= What you are asked to do =
The reply must consist of one number: how many lines of the data include the word "below".

╭─ Extracted records

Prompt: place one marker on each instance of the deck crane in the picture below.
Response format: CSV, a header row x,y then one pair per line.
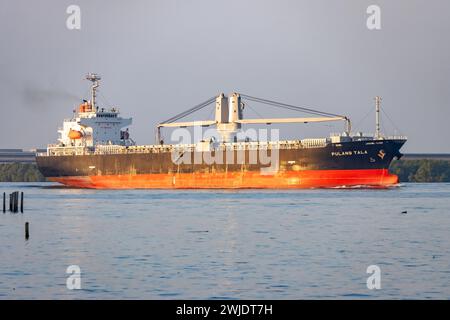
x,y
229,116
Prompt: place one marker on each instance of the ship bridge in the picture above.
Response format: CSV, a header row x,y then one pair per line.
x,y
92,125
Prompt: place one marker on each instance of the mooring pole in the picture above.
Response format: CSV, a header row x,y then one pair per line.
x,y
16,200
27,230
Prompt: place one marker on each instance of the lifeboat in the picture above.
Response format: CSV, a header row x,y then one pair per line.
x,y
85,107
75,135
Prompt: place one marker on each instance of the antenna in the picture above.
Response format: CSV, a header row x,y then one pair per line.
x,y
94,78
377,117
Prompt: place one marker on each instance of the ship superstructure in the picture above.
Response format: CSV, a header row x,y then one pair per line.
x,y
92,126
94,152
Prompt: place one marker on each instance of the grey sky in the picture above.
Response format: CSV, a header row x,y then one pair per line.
x,y
158,58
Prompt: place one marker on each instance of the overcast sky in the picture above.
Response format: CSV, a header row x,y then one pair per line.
x,y
158,58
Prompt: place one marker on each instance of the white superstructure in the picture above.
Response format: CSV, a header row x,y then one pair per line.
x,y
92,125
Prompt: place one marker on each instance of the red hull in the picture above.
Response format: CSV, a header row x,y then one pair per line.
x,y
236,180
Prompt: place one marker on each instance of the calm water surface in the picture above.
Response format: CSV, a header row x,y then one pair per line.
x,y
247,244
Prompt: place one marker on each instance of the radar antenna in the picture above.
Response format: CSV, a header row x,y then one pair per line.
x,y
94,78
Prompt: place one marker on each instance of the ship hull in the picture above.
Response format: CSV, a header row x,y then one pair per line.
x,y
237,180
358,163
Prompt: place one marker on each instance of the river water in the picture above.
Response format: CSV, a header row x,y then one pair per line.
x,y
244,244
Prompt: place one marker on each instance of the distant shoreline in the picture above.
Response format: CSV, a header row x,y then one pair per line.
x,y
423,170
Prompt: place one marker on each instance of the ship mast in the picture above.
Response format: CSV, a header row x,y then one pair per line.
x,y
94,78
377,117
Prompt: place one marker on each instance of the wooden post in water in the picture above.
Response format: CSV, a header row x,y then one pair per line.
x,y
21,202
27,230
15,202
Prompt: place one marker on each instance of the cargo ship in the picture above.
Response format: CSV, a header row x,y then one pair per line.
x,y
95,150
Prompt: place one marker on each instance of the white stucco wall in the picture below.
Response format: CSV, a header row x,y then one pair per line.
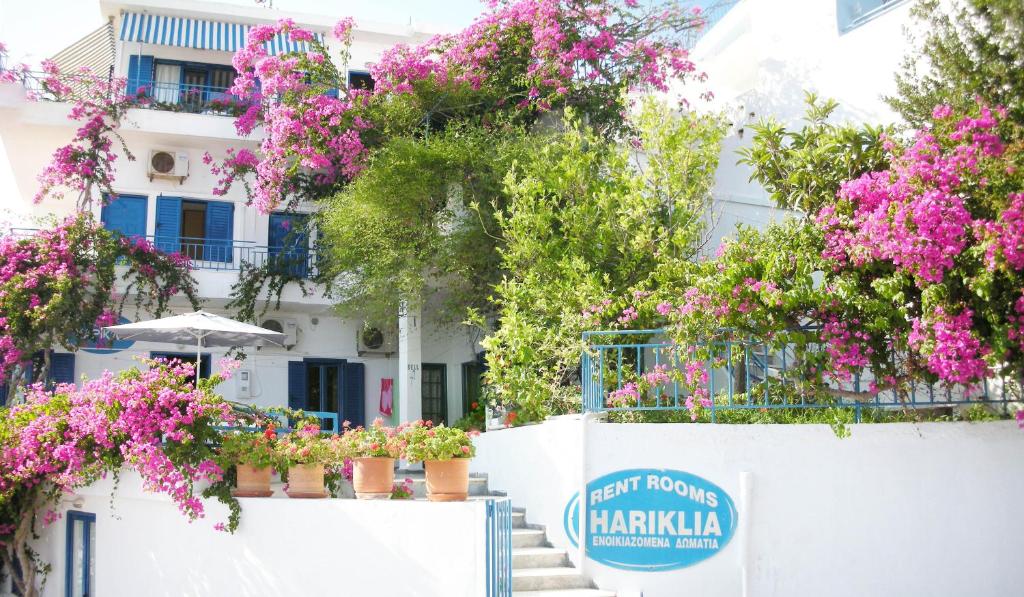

╰─

= Result for this task =
2